### [Data extracted from a collection]
===
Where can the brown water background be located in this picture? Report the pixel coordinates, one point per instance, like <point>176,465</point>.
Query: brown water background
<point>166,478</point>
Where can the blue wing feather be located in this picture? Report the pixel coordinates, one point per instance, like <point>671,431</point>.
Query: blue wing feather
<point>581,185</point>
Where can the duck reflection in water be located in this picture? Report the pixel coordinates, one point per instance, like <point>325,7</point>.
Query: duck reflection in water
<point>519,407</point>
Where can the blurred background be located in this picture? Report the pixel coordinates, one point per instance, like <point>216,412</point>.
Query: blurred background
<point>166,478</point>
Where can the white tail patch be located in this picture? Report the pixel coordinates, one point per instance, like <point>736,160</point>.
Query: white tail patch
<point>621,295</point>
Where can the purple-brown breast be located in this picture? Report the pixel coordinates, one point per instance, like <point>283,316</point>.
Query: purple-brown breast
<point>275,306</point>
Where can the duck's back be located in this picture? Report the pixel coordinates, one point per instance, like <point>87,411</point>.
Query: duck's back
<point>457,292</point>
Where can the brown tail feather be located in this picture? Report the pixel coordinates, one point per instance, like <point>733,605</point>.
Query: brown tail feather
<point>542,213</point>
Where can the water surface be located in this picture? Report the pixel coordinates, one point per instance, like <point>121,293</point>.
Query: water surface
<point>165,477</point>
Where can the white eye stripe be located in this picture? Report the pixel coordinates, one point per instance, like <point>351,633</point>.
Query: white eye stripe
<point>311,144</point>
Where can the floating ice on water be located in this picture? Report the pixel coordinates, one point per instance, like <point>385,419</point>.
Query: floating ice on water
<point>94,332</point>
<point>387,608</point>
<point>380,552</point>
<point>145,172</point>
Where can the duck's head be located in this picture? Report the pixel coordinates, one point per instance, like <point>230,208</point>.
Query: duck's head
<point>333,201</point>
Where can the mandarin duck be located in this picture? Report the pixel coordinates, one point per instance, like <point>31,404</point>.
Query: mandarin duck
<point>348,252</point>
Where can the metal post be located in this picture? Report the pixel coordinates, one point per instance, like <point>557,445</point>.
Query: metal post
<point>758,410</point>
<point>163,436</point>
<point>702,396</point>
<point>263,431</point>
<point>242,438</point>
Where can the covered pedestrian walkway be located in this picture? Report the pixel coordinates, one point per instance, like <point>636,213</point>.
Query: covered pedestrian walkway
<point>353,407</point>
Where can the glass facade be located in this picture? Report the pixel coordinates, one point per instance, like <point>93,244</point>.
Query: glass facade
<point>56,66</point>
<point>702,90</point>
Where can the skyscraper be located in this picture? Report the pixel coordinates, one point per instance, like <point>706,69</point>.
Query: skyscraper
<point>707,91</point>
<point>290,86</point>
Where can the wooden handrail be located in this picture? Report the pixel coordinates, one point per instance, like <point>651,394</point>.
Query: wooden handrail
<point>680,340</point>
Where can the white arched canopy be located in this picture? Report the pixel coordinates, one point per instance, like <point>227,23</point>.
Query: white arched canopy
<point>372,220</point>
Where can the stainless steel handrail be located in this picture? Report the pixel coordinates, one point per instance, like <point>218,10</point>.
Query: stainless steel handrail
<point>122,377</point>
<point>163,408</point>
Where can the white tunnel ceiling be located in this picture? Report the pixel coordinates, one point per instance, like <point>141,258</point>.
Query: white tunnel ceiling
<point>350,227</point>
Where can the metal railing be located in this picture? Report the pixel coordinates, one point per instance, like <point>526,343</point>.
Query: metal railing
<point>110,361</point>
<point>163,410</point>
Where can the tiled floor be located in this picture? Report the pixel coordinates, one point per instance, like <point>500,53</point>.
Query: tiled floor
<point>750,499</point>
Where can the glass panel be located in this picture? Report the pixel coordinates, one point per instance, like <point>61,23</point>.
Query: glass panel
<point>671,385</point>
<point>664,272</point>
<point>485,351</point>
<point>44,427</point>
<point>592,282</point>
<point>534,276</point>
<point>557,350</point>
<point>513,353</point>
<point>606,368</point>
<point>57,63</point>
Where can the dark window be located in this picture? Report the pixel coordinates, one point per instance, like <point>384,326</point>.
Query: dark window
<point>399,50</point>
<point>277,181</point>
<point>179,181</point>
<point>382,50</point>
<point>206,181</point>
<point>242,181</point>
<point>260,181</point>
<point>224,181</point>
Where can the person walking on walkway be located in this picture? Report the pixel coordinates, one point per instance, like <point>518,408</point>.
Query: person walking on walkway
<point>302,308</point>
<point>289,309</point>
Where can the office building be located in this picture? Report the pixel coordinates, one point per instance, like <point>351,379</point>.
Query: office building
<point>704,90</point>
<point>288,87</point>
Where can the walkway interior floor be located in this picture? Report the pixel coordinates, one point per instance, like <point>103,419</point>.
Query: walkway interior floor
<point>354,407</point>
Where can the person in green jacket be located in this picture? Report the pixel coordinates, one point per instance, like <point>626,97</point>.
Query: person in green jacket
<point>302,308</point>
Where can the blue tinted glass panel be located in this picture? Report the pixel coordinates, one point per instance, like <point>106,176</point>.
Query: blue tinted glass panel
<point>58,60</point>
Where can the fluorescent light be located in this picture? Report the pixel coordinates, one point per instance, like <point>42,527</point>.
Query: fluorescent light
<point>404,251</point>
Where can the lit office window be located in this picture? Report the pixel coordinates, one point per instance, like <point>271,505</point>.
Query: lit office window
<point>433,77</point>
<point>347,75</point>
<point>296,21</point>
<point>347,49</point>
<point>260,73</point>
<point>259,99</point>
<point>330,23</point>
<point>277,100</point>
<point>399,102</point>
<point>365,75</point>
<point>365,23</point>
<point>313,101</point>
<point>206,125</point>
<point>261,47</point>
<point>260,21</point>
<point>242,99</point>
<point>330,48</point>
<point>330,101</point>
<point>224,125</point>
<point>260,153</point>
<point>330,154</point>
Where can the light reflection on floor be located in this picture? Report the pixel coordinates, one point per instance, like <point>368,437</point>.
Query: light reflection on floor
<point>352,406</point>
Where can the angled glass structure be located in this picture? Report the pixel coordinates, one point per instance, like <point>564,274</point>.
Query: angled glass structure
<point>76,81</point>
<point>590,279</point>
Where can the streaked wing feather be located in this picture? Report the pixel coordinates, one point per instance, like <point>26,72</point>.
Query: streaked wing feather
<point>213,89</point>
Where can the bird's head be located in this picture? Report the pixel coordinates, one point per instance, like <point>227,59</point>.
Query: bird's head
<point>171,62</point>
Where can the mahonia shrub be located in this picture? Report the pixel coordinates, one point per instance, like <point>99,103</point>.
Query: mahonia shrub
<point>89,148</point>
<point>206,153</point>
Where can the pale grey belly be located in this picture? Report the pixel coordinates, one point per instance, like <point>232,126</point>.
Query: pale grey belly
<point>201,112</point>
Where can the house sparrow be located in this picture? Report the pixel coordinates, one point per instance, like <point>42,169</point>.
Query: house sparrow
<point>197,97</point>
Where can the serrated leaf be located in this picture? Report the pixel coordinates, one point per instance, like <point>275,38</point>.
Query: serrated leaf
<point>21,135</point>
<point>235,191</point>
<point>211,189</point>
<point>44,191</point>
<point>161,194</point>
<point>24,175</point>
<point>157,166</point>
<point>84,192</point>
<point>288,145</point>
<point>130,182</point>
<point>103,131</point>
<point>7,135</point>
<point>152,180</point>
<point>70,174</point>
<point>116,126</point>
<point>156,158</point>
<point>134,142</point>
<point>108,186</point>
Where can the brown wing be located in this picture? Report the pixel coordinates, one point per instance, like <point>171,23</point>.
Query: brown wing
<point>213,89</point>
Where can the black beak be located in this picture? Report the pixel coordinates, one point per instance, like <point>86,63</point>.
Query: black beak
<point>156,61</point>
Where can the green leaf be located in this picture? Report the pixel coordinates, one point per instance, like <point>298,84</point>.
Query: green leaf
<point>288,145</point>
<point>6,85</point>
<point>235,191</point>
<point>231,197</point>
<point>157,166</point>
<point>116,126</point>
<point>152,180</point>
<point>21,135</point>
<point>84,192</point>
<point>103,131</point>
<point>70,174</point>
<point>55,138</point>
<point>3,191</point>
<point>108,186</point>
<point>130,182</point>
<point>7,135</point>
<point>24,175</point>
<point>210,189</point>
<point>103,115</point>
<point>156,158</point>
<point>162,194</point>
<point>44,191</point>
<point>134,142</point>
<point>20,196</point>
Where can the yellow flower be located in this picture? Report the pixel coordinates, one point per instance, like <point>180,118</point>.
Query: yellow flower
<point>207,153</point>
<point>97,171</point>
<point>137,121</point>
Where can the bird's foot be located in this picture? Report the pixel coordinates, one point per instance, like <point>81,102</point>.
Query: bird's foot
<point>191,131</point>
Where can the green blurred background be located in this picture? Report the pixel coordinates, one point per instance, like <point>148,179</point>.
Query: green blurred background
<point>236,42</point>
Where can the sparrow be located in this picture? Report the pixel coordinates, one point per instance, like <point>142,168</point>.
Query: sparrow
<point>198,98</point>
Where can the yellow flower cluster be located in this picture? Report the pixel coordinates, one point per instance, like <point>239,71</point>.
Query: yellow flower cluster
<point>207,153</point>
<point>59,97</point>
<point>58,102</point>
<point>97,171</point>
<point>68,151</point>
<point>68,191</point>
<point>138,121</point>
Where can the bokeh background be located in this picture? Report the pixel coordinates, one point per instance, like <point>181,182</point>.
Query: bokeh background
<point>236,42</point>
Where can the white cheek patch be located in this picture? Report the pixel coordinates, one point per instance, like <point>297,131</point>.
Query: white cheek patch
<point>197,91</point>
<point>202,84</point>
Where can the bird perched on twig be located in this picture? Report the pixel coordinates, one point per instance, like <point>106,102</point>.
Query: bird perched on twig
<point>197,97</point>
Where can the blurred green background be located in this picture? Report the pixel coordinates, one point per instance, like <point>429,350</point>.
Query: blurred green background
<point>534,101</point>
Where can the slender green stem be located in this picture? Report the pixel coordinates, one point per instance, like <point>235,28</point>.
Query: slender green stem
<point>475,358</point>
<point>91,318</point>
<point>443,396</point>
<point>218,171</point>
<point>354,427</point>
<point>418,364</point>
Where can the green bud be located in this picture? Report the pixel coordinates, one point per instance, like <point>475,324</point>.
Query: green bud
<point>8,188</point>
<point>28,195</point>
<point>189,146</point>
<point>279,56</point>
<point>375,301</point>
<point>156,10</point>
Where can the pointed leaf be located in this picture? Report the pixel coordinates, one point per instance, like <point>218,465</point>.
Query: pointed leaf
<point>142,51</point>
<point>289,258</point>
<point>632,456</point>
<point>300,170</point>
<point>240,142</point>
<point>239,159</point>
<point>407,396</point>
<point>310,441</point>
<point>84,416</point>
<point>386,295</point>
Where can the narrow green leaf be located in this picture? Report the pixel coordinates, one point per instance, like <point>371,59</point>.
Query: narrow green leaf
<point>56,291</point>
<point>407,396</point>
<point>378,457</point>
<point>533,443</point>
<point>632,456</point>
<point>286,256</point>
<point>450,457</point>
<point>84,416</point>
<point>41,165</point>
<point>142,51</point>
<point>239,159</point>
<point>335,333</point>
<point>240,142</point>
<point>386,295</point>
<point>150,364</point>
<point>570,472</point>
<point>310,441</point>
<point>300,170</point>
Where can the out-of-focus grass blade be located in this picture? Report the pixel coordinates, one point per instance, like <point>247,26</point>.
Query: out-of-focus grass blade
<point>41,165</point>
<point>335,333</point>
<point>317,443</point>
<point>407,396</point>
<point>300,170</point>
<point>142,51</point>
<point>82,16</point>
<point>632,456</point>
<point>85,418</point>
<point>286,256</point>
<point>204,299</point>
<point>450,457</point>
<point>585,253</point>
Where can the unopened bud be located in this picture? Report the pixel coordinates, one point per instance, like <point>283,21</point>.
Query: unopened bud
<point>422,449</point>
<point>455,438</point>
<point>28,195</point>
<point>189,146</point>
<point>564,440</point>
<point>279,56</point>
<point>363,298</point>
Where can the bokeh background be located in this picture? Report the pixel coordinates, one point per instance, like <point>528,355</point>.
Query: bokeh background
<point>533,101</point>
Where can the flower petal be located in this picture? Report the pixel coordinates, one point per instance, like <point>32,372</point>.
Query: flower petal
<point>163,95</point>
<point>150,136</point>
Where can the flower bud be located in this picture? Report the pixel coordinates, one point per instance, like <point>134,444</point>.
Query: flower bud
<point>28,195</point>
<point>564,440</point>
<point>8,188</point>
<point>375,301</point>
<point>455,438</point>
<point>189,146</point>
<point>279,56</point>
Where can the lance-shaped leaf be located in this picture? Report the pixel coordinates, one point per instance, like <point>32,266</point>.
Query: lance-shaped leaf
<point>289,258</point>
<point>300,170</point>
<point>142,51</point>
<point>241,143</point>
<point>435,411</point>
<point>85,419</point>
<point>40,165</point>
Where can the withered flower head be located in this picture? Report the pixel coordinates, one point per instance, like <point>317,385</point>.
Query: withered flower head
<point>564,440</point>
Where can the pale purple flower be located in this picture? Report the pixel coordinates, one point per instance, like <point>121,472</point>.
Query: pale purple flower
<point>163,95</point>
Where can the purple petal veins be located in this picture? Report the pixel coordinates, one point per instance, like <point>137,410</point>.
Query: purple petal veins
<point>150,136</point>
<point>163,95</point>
===
### [What the task requires]
Reproduce the entries above exactly, but only the lines between the line holding "Where can the duck reflection" and the line holding "Where can the white tail", inclusive.

### [The answer]
Where can the duck reflection in water be located in this picture? Report the pixel coordinates, one point per instance, like <point>325,7</point>.
Query: duck reflection in water
<point>519,407</point>
Where can the blurred background be located in this picture? Report the pixel coordinates, one point per instance, like <point>216,412</point>.
Query: blurred background
<point>166,478</point>
Where can the white tail patch be located in this picture? Report the pixel coordinates, one point per instance, like <point>736,160</point>.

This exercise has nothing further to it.